- Opening Delimiter -

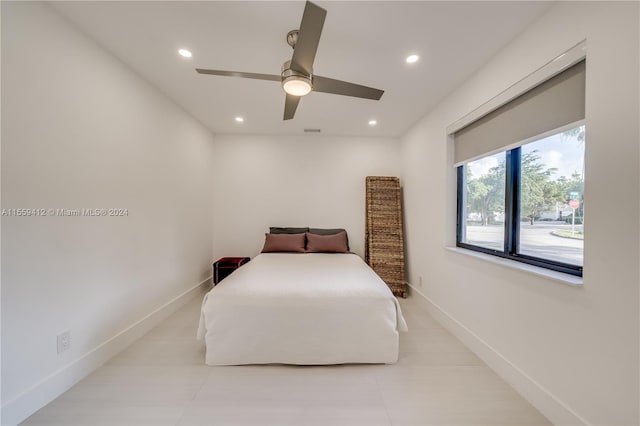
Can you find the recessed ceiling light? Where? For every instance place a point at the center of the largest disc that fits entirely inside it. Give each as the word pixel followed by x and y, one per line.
pixel 412 58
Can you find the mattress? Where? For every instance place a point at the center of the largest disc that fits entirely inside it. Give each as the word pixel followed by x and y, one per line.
pixel 305 309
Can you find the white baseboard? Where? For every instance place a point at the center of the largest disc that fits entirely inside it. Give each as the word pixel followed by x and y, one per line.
pixel 540 397
pixel 49 388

- Closing Delimiter -

Everything in the data except the pictures must be retyped exactly.

Final answer:
Can you find the recessed ceiling light? Where? For every instance place a point at the center of the largest disc that fits entirely inside it. Give each as the word pixel followed by x and y, one per line.
pixel 412 58
Can you find the mattress? Where? For every instance place a point at the center of the largest disc that fits entirely inside it. Give each as the word pixel followed by x and y, one per line.
pixel 305 309
Can you find the white baseboard? Where? For every instance place a point at the center of the largest disc that fits entirely inside it. Give each as the word pixel followed by x and y, one per line.
pixel 540 397
pixel 49 388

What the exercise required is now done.